── STORED DATA

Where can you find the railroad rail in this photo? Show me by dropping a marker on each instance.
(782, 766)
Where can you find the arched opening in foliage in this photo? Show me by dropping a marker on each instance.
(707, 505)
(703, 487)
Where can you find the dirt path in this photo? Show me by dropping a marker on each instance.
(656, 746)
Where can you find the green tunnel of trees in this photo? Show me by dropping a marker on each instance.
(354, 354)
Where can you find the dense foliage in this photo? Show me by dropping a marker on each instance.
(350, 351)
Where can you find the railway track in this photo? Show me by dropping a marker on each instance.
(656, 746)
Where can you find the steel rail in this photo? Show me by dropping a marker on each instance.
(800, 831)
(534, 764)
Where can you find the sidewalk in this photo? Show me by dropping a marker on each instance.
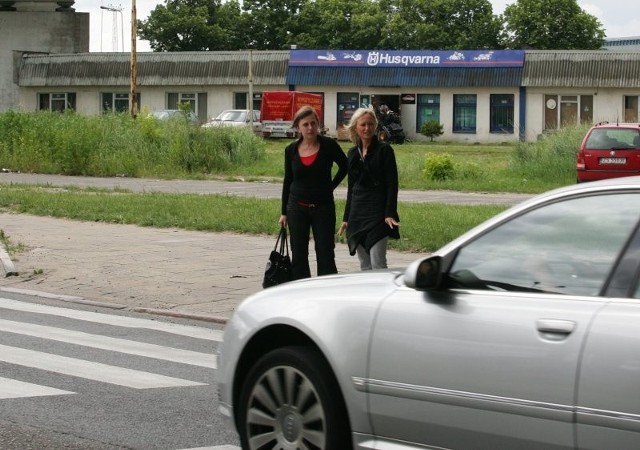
(170, 271)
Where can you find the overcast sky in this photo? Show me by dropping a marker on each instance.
(111, 31)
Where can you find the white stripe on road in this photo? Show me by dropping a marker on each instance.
(17, 389)
(217, 447)
(135, 379)
(109, 343)
(108, 319)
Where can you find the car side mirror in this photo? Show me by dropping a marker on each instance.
(424, 274)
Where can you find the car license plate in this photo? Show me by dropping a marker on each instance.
(613, 160)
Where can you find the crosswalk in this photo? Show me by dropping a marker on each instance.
(75, 347)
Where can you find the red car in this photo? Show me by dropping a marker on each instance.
(609, 150)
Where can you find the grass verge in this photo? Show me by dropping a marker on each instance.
(424, 227)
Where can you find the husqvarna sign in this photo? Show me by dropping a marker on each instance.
(407, 58)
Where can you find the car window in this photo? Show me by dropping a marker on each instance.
(568, 247)
(608, 138)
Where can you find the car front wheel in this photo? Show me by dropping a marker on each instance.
(290, 401)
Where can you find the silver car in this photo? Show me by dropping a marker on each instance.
(522, 333)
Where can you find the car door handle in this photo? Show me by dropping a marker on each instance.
(555, 329)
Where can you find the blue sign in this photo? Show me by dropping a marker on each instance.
(406, 58)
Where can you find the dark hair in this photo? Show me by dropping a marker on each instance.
(303, 113)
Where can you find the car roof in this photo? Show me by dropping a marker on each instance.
(617, 125)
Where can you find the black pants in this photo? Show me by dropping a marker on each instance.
(321, 219)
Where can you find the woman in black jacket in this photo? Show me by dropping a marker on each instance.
(371, 213)
(307, 194)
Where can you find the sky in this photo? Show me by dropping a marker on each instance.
(111, 30)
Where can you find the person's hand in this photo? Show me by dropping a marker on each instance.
(342, 228)
(391, 222)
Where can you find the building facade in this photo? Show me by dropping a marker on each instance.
(478, 96)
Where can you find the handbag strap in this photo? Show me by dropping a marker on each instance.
(283, 242)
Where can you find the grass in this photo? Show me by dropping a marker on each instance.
(424, 227)
(11, 247)
(117, 145)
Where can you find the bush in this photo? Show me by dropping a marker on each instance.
(439, 167)
(432, 128)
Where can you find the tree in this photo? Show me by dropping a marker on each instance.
(193, 25)
(440, 24)
(551, 24)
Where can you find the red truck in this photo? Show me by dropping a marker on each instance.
(279, 107)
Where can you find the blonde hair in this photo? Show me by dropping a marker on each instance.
(303, 113)
(353, 134)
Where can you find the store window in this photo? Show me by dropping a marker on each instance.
(464, 113)
(501, 113)
(347, 104)
(428, 109)
(116, 101)
(630, 108)
(567, 110)
(240, 100)
(57, 102)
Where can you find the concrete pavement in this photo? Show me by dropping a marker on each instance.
(164, 271)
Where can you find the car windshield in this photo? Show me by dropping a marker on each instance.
(232, 116)
(613, 138)
(560, 248)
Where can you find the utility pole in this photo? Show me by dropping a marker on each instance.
(133, 98)
(251, 89)
(114, 27)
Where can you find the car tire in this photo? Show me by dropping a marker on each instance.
(290, 400)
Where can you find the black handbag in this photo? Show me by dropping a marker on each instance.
(278, 268)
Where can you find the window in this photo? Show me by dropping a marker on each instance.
(567, 110)
(57, 102)
(195, 103)
(428, 109)
(631, 108)
(240, 101)
(116, 101)
(501, 113)
(464, 113)
(558, 248)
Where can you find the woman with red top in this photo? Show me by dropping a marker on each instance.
(307, 194)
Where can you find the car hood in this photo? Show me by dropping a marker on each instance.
(304, 303)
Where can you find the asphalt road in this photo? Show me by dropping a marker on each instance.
(87, 378)
(243, 188)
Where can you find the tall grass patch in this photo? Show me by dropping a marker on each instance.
(118, 145)
(423, 227)
(551, 159)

────

| GIVEN INSTRUCTION |
Transcribe the material as is, with images omitted.

| SOLUTION FOR THIS TASK |
Where can you find the railroad rail in this photo? Show me by dropping a marker on each instance.
(782, 766)
Where can you find the arched opening in foliage in this photo? Show me by dropping a marker on each instance.
(707, 505)
(703, 487)
Where can you find the dirt path in this photo? Show me by dropping a marker on each instance.
(656, 746)
Where can you find the green tunnel of trees in this photo? Show me by dropping a marker on each instance.
(354, 354)
Where can you find the dense foliage in this photo? Show me by dropping a marker on each instance.
(350, 351)
Where can you find the railway track in this photo? Show me by dropping a marker on each instance.
(656, 746)
Where can you find the steel rail in this photo? Show me by dropping a marker on each instance.
(800, 831)
(534, 764)
Where can you find the sidewalk in this photo? Show me by dropping a marker on each instance.
(170, 271)
Where can you find the overcast sky in this photo? Show me by dropping a marker on each instance.
(111, 31)
Where can you find the white stripe on road in this photo? Show me by dropping a marker on each instance.
(17, 389)
(217, 447)
(135, 379)
(109, 343)
(108, 319)
Where can you find the car side mirror in this photo? Show me by dropping a marker on each instance.
(424, 274)
Where can you find the car license plate in this photo? Show me by dropping a marker on each instance.
(613, 160)
Where can you find the crosswalk in this photo? Show me by dropping a marker on each instance.
(75, 347)
Where can you find the red car in this photo? Show me by dropping a marker on each instance.
(609, 150)
Where can you find the grass verge in this photo? Show me by dropping a marker on each instance.
(424, 227)
Where can you find the husqvarna sign in this photo? Show me by dropping a marker on each instance.
(407, 58)
Where can you find the car window in this photo? Show me by dropping a marker on each instance.
(568, 247)
(608, 138)
Where can you find the car front wheel in this photo? Show me by dropping a marker on each instance.
(290, 401)
Where can you find the silver car in this photo? Show me by dropping a marker on each instance.
(522, 333)
Where can you find the car door handle in this photo? Show me by dropping a marker on each instance.
(555, 329)
Where can you find the blue sign in this photo? Show me by dropping a marker on each instance.
(406, 58)
Where can you find the dark hair in this photo? Show me by dropping a marker on each instance.
(303, 113)
Where can you find the car roof in this photo? Show me by dropping a marker on each instance.
(617, 125)
Where can you find the black pants in this photo? Show me by dropping a marker on each instance.
(321, 219)
Where can you find the woman in black jacket in this photo? Show me by dropping a marker on each instance.
(371, 213)
(307, 194)
Where can you find the sky in this photo? Show me by dropping a marker on each instance.
(111, 30)
Where can you find the person's hand in this photo? Show me by dropping a marker on each instance.
(342, 228)
(391, 222)
Where can you find the building facade in this photo? Show me by dropping a marker on each instance.
(478, 96)
Where can you find the handbag strap in this photo? Show me by dropping a marker on each instance.
(283, 242)
Where can you find the grass in this photo? Show me by dropping a marker on each instance.
(424, 227)
(11, 247)
(117, 145)
Where can you find the bush in this photo? Show me by dropping a marker on each instance.
(439, 167)
(432, 128)
Where can you find the tree in this photo? Show me by dropping a marker on each instance.
(193, 25)
(440, 24)
(551, 24)
Where can you find the red truck in this photo? Show me by dropping a marker on each instance.
(279, 107)
Where can you find the blonde hair in this photo? Show me by dropping a marker on each instance.
(303, 113)
(353, 134)
Where can you find the store window in this photo? Show me by dropping a marker on each instance.
(464, 113)
(501, 113)
(347, 104)
(428, 109)
(116, 101)
(630, 108)
(567, 110)
(240, 100)
(57, 102)
Where can you find the concrete pavement in this photo? Show me by dropping a marker on each instance.
(164, 271)
Where can you find the car windshield in this photo? Show me by dropping a marker on each instance.
(232, 116)
(613, 138)
(560, 248)
Where can you find the utility pole in this photo? Show me by dropping a marker on each instance.
(133, 98)
(251, 89)
(114, 27)
Where can you find the car tire in this photo? Show me by dropping a marker on each instance.
(290, 400)
Where can you find the black handbag in this photo? Show me by dropping a marker on each instance.
(278, 268)
Where can you find the window in this photo? Show me by dropping a marker on each instance.
(567, 110)
(57, 102)
(195, 103)
(428, 109)
(631, 108)
(240, 101)
(116, 101)
(501, 113)
(464, 113)
(558, 248)
Where can you find the woman with red top in this photo? Show me by dropping a marker on each instance.
(307, 194)
Where can you find the car hood in this photo? Show me by dropping a marker on each instance.
(304, 303)
Where can you find the asphalt road in this photo? Show me by dropping a marker on each instance.
(87, 378)
(243, 188)
Where can you find the tall grass patch in this photo? Show me by dropping a marker on each instance.
(118, 145)
(423, 227)
(551, 159)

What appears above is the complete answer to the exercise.